WORK INSTRUCTIONS ▸ Revise the entries so that "pointer" becomes "locator" wherever it occurs, with nothing else changed. Leave the pictures out of your answer.

[Collection entries]
= = = =

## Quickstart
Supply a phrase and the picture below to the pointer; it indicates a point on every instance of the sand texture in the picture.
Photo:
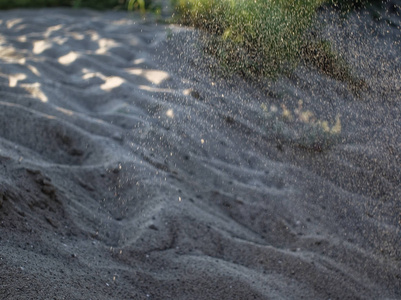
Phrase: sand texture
(130, 170)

= = = =

COMPLETE OUTPUT ▸
## Quickstart
Supply a phrase and the picture below to the locator; it indicates a point on every instance of the sand texture in the picture.
Photo:
Phrase: sand texture
(130, 170)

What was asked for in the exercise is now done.